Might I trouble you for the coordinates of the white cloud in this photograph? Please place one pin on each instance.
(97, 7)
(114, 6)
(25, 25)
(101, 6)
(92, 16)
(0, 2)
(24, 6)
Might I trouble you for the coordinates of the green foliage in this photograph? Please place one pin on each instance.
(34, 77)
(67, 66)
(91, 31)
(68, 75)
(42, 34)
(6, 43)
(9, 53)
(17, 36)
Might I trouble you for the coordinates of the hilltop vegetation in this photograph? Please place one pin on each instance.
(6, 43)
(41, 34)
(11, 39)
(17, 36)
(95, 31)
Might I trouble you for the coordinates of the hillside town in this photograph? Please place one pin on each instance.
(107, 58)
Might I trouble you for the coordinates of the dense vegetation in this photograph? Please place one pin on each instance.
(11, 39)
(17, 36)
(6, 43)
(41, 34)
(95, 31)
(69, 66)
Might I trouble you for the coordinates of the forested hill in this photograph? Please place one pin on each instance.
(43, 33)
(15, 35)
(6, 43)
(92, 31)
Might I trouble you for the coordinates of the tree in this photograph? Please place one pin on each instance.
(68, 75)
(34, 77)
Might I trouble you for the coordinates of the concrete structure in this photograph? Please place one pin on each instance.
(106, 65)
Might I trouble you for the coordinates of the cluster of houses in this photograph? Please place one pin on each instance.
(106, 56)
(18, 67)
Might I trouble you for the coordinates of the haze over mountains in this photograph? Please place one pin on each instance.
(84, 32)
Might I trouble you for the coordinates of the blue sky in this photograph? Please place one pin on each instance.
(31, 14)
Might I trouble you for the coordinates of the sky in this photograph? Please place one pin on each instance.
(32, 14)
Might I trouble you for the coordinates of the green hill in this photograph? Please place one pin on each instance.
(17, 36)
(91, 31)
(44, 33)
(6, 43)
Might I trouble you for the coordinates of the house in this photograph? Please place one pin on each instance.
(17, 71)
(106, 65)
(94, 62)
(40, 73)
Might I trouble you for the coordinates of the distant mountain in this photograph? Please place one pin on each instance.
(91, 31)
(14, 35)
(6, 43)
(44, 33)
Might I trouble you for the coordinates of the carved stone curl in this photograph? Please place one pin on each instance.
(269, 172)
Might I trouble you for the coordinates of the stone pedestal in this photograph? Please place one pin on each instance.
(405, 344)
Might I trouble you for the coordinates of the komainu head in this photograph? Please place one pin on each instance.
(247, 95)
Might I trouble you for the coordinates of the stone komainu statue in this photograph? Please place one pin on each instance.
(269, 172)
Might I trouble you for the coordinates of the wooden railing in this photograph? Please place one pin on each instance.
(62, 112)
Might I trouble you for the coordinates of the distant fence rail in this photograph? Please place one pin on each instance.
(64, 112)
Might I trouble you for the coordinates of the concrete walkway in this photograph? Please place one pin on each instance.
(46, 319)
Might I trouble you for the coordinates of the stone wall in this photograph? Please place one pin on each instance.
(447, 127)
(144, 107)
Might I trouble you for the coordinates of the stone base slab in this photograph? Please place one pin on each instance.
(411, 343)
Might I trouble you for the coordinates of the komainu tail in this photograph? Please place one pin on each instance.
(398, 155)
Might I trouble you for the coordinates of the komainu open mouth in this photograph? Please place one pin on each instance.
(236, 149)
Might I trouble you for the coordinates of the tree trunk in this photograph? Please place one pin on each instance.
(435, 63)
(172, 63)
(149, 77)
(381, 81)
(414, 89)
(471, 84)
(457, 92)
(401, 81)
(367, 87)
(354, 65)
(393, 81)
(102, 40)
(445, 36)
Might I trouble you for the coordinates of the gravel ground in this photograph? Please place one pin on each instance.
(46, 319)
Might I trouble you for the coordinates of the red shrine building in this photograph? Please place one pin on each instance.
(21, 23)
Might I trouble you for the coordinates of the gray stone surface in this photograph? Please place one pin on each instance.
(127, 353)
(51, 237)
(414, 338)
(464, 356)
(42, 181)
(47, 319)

———

What is needed is an exact copy of all the records above.

• EXERCISE ANSWER
Might I trouble you for the coordinates of the white cloud in this photograph? Please place one pin on each instance.
(97, 7)
(114, 6)
(25, 25)
(101, 6)
(92, 16)
(0, 2)
(24, 6)
Might I trouble you for the coordinates of the green foliage in this photograph? Please place one pin on each instance.
(34, 77)
(67, 66)
(91, 31)
(68, 75)
(42, 34)
(6, 43)
(9, 53)
(17, 36)
Might I trouble you for the coordinates of the hilltop vegetation in this photograph? Please place one pin on each instance.
(6, 43)
(41, 34)
(11, 39)
(17, 36)
(95, 31)
Might I trouble you for the coordinates of the hillside town in this photograph? Please place one pin on each instance.
(107, 58)
Might I trouble you for the coordinates of the dense vegetation in this photograph? Please place one pin on each instance.
(11, 39)
(17, 36)
(6, 43)
(41, 34)
(95, 31)
(69, 66)
Might I trouble you for the coordinates of the forested hill in this photograph? Please place one pin on each instance.
(43, 33)
(15, 35)
(6, 43)
(92, 31)
Might I trouble you for the coordinates of the tree in this photograph? Please place one pin on each instance.
(68, 75)
(34, 77)
Might I trouble you for the coordinates of the concrete structure in this photograph? Please place one pin on each instance.
(106, 65)
Might I trouble you for the coordinates of the cluster of houses in this photograph? Please place one pin on each instance.
(106, 56)
(18, 67)
Might I trouble you for the coordinates of the haze over mountains in this photograph? Please place one pin on each instance.
(84, 32)
Might I trouble you for the coordinates of the blue sky in this photograph? Please place one pin on each instance.
(31, 14)
Might I trouble you for the coordinates of the sky in this photograph? Please place one pin on each instance.
(32, 14)
Might I trouble you for the coordinates of the green hill in this photograph? Please place one pin on each instance.
(17, 36)
(91, 31)
(44, 33)
(6, 43)
Might I trouble you for the coordinates of the house in this photograph? Please place one pin on each instance.
(17, 71)
(106, 65)
(94, 62)
(40, 73)
Might I trouble you for the coordinates of the distant mountain in this photograph? Please place one pin on each instance.
(91, 31)
(14, 35)
(6, 43)
(44, 33)
Might I trouble you for the coordinates of the carved stone curl in this photograph? Please place one pin on each instance.
(269, 172)
Might I trouble you for the coordinates of the stone pedestal in this photograph? Please place one pin on each instance.
(405, 344)
Might I trouble you for the coordinates of the komainu head in this photograph? Please place one pin on each instance.
(247, 95)
Might I trouble you for the coordinates of the stone komainu statue in this photograph? Please place one pin on each instance.
(269, 172)
Might I trouble you for the coordinates of the wooden railing in this photograph? Please place one pin on each instance.
(62, 112)
Might I trouble you for the coordinates of the distant fence rail in this photograph? Please place one pin on each instance.
(64, 112)
Might I trouble you for the coordinates of the concrete walkway in this photograph? Please place one pin on each instance.
(46, 319)
Might I trouble you for the coordinates of the stone wall in this photograph? Please place one pin on each instance.
(447, 127)
(144, 107)
Might I trouble you for the coordinates of the stone base slab in this photograph? Please place one pin on each instance.
(411, 343)
Might I trouble you for the coordinates of the komainu tail in this photograph? Please place one pin on each instance.
(398, 155)
Might I trouble you for the coordinates of the komainu open mouth in this photograph? Please place one pin on each instance.
(236, 149)
Might I trouble you for the coordinates of the tree trunk in this photograph? Please place one pin on each instance.
(435, 63)
(172, 63)
(149, 77)
(381, 81)
(414, 89)
(471, 84)
(457, 92)
(401, 81)
(367, 87)
(354, 65)
(393, 81)
(102, 40)
(445, 36)
Might I trouble you for the coordinates of the gravel ground in this photograph? Please place one pin on each instance.
(46, 319)
Might I trouble you for the coordinates of the red shrine building in this photograph? Please place one pin on each instance.
(21, 23)
Might I trouble you for the coordinates of the gray stone surface in this photograph? Please place one pin on each instance.
(127, 353)
(51, 237)
(414, 338)
(464, 356)
(42, 181)
(47, 319)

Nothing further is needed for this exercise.